# EN: il n'est pas dit



## Fructophile

Bonjour, je cherche une traduction pour "il n'est pas dit" dans cette phrase: "Ïl n'est pas dit qu'une ou deux éclaircies ne parviennent à se faire une place dans cet horizon encombré.".  Does this mean, "It would not be unheard of..."?  Merci d'avance.


----------



## thbruxelles

Basically it means there might be


----------



## Mikebo

Moi, j'ai une impression tout à fait différente: c'est-à-dire que l'auteur nie la possibilité qu'il y ait des éclaircies.

"It wouldn't do for one or two bright patches of sky to make a place for themselves on the cloud-laden horizon".

Qu'est-ce que vous en pensez.


----------



## thbruxelles

@ Mikebo
No really in French it would be the contrary, though they think it is improbable they think it actually might happen.


----------



## Mikebo

OK. Merci.

Ah oui, bien sur: Il n'est pas dit que ... *ne.*

Donc: "That doesn't mean to say that one or two bright spots won't..."

C'est mieux?


----------



## xtrasystole

Mikebo said:


> j'ai une impression tout à fait différente: c'est-à-dire que l'auteur nie la possibilité qu'il y ait des éclaircies


I'm sorry I find the contrary 



Fructophile said:


> Ïl *n'*est *pas* dit qu'une ou deux éclaircies *ne* parviennent à se faire une place dans cet horizon encombré


This is a double negative, logically making a positive, meaning _'it is quite possible that one or two...'_ (also note that, depending on the context, the sentence might be in the figurative, not the literal, sense: _'des éclaircies'_ --> _'some respite'_).


----------



## thbruxelles

Mikebo said:


> OK. Merci.
> 
> Ah oui, bien sur: Il n'est pas dit que ... *ne.*
> 
> Donc: "That doesn't mean to say that one or two bright spots won't..."
> 
> *C'est mieux?*





*Voilà, c'est une bonne traduction! *


----------



## Saigoner

Que pensez- vous si "ne" (ne parviennent) est un "ne modal", une sorte d'explétif n'introduisant aucune idée négative?
Par exemple: I crains qu'il ne pleuve; subjectivement parlé de ma part, ce "ne" est modal.
Mais   Le service de méteologie prévoit qu'il ne pleuvra pas. C'est un "ne" régulier.

+++

### CONSIGNE ÉCRITE
Rédigez la suite du fil de discussion sur l'expression « il n'est pas dit », après son dernier message. Les items qui suivent n'ont aucun lien avec le fil de discussion.

### Entrées du jeu de données d'annotation
+++

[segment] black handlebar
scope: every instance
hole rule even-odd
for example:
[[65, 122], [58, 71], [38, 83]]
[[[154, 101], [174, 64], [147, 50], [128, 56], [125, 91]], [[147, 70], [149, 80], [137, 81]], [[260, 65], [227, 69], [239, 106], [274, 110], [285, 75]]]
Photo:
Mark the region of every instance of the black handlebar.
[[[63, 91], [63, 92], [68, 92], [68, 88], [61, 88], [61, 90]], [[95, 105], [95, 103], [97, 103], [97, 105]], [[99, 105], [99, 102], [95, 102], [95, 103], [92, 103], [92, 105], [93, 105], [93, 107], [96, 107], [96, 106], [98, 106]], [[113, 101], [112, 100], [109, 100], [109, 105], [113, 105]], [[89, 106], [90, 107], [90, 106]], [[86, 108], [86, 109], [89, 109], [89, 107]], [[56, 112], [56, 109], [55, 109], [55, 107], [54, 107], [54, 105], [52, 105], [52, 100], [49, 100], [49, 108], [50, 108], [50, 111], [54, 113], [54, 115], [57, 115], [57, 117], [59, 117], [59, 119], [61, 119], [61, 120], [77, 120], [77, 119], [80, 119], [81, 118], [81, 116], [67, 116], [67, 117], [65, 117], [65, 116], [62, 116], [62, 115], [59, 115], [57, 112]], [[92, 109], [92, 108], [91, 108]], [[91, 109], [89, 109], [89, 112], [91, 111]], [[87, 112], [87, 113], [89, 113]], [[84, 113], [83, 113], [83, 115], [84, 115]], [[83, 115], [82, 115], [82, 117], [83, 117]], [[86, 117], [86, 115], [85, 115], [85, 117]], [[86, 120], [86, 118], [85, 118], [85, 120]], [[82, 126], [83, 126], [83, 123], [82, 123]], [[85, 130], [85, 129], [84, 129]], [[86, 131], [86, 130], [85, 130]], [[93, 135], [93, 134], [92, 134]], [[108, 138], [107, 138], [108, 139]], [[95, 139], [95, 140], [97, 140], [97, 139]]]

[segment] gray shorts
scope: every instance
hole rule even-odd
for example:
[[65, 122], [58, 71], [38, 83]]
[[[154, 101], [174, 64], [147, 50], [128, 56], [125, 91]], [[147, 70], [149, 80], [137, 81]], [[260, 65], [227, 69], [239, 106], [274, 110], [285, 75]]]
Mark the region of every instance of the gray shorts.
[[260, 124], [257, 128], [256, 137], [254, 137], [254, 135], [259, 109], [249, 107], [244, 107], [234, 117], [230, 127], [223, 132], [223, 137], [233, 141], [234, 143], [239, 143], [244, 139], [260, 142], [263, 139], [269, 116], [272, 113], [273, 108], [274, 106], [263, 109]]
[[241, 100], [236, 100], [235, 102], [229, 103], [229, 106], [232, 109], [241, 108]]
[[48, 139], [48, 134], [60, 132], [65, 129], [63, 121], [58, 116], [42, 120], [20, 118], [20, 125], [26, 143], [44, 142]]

+++

### RÉSULTAT ATTENDU
Avec mes meilleurs sentiments; with my best feelings.


----------



## xtrasystole

Saigoner said:


> Que pensez- vous si "ne" (ne parviennent) est un "ne modal", une sorte d'explétif n'introduisant aucune idée négative?
> Par exemple: I crains qu'il ne pleuve; subjectivement parlé de ma part, ce "ne" est modal


Oui, cela est exact dans _'il craint qu'il ne pleuve'_, le _'ne'_ est explétif. 

Mais je ne crois pas que cela soit le cas dans la phrase _'il n'est pas dit que... ne...'_ Je pense que dans ce cas c'est une double négation (see post #6 above).


----------



## Mikebo

Autre exemple de cet usage:

@Bidi Il n'est pas dit que je n'arriverais pas à le coincer! J'ai jusqu'à demain.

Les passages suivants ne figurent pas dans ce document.